Only an exact copy of the records below will serve as the answer.
━━━━━━━━━━
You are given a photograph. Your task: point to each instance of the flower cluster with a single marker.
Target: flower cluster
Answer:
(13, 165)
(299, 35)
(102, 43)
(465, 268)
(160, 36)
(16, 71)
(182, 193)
━━━━━━━━━━
Response for this exercise:
You are given a photograph. Your task: point to each instance of the flower cluster with a single marker.
Target: flower cluster
Answer:
(13, 165)
(299, 35)
(102, 43)
(465, 268)
(160, 36)
(16, 71)
(182, 193)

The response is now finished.